WORK REQUIRED
Render the records as a numbered list, from the first line of the records through the line containing "0,620 -> 1024,897", both included, omitting blank lines.

DATA SUPPLIED
-----

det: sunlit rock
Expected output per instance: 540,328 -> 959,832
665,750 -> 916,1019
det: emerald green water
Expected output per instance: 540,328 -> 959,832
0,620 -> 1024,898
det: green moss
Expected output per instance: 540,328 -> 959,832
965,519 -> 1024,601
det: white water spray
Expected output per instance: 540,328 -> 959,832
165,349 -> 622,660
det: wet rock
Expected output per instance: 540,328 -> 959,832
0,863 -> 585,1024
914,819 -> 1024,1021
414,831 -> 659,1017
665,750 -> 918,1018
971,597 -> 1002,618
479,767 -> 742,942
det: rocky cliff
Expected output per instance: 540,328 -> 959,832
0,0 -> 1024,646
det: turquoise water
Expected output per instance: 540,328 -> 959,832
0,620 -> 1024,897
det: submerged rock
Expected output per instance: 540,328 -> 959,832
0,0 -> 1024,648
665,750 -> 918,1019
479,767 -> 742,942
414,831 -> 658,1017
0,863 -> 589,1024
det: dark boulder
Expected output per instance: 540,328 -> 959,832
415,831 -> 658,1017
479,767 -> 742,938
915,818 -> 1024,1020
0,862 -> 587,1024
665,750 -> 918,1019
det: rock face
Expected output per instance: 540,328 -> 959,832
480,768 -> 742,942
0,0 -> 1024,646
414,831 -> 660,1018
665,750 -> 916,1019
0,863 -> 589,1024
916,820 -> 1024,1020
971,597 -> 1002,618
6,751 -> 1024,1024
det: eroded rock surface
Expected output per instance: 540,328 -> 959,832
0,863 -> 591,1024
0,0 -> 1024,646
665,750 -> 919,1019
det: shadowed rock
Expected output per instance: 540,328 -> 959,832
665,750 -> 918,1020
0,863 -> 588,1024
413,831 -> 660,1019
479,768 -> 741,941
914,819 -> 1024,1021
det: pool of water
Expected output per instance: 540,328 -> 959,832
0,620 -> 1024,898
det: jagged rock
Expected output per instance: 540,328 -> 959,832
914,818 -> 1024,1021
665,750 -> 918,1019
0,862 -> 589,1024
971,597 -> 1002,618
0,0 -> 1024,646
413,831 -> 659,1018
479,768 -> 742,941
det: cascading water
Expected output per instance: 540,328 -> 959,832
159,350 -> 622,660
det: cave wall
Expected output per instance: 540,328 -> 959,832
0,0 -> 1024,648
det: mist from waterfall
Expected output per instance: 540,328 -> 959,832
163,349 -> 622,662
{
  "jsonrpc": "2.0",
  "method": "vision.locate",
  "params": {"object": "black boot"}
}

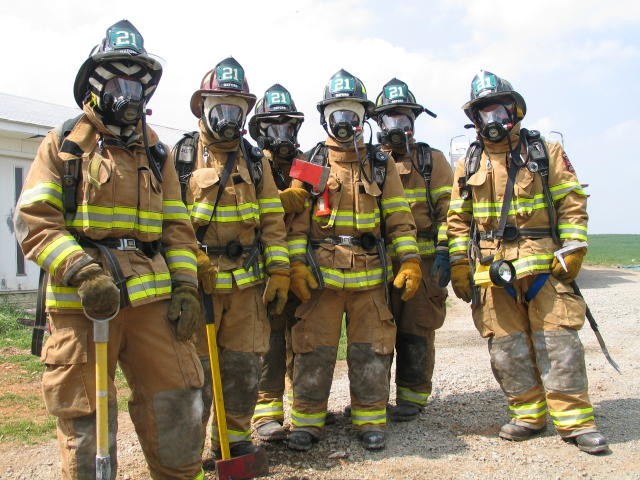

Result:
[498,420,544,442]
[565,432,609,455]
[360,430,386,450]
[287,430,318,452]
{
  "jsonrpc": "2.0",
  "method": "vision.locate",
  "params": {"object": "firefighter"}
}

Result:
[374,78,453,421]
[15,20,204,479]
[288,70,422,451]
[249,84,309,441]
[187,57,289,457]
[447,71,608,454]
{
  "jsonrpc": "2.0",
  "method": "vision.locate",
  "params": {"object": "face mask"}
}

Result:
[476,103,514,142]
[100,78,144,125]
[378,113,413,148]
[258,122,298,160]
[206,103,244,140]
[329,110,360,142]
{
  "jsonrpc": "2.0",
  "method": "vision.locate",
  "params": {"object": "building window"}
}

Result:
[13,167,27,275]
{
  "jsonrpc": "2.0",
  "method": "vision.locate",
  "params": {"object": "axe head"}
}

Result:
[289,158,331,192]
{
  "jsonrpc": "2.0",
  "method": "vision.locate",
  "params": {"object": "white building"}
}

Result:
[0,93,184,294]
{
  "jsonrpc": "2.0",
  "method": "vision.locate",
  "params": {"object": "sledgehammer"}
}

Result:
[200,289,269,480]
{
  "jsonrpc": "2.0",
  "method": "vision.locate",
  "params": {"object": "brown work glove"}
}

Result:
[451,258,473,303]
[392,258,422,302]
[196,248,216,295]
[69,263,120,319]
[551,247,587,283]
[167,284,200,341]
[262,270,289,315]
[289,261,318,302]
[280,187,309,213]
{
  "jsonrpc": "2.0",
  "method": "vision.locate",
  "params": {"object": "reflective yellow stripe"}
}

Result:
[165,249,198,272]
[351,408,387,425]
[36,234,84,275]
[20,182,63,211]
[291,408,327,428]
[549,407,595,427]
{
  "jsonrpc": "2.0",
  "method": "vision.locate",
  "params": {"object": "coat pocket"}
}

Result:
[41,327,93,418]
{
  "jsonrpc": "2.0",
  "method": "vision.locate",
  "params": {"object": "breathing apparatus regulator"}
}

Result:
[373,78,437,151]
[191,57,256,141]
[249,83,304,160]
[73,20,162,126]
[462,70,527,142]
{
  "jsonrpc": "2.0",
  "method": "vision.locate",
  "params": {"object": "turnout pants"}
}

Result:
[473,276,597,438]
[291,285,396,438]
[253,295,300,427]
[195,285,270,450]
[391,258,447,407]
[42,300,203,480]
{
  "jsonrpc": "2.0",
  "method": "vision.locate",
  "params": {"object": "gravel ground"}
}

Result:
[0,267,640,480]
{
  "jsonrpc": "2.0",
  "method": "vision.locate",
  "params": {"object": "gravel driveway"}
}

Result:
[0,267,640,480]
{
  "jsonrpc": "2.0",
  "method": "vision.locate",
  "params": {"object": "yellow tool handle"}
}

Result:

-----

EXERCISE ANSWER
1. det: sunlit rock
2. Expected output per instance: 540,328 -> 959,832
3. 665,750 -> 916,1019
4. det: emerald green water
5. Expected output per instance: 540,328 -> 959,832
6. 0,620 -> 1024,898
7. det: green moss
8. Expected output per instance: 540,328 -> 959,832
9. 965,519 -> 1024,601
10. det: white water spray
11. Expected output per instance: 540,328 -> 959,832
12. 165,349 -> 622,660
13. det: wet rock
14. Expected output per instance: 540,328 -> 959,832
15. 0,863 -> 585,1024
16. 914,819 -> 1024,1021
17. 414,831 -> 659,1017
18. 665,750 -> 918,1018
19. 971,597 -> 1002,618
20. 479,767 -> 742,942
21. det: rocky cliff
22. Expected output per instance: 540,328 -> 959,832
23. 0,0 -> 1024,646
24. det: turquoise water
25. Expected output per instance: 540,328 -> 959,832
26. 0,620 -> 1024,897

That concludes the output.